What is required: Copy out the material from the line containing "Q: Give the" through the line containing "(277, 1086)", keeping every character as it stands.

Entries:
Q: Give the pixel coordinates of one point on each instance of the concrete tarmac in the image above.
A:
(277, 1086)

==

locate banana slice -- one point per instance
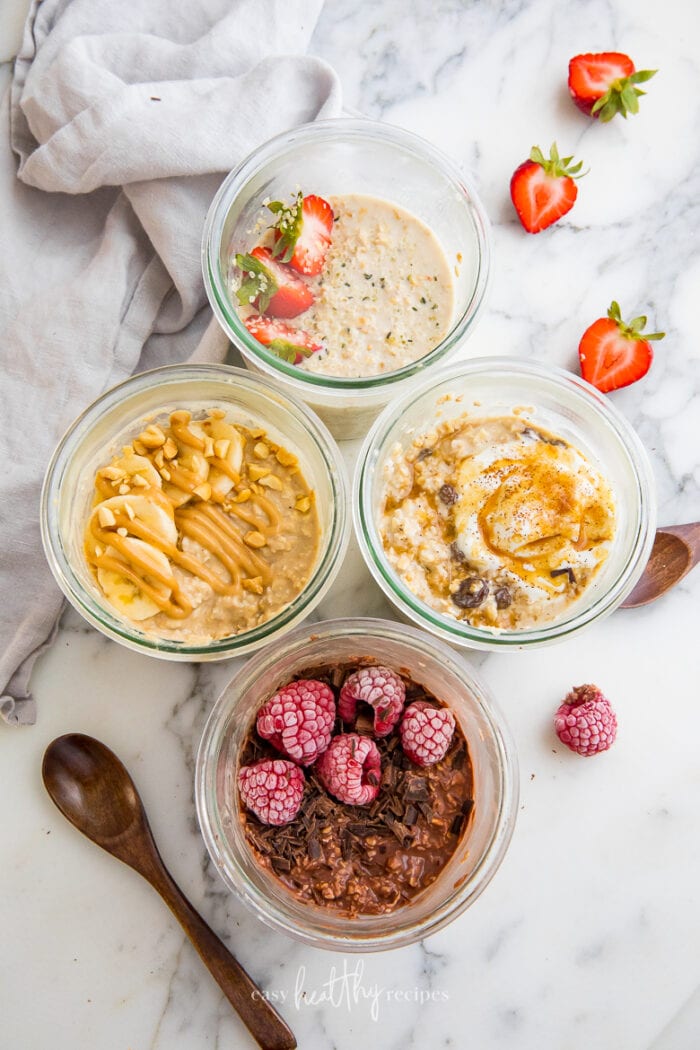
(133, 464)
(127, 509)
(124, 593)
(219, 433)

Solution for this exercise:
Q: Give the pixel coordinates of one point on each instance of the concrete tarmac in the image above.
A:
(277, 1086)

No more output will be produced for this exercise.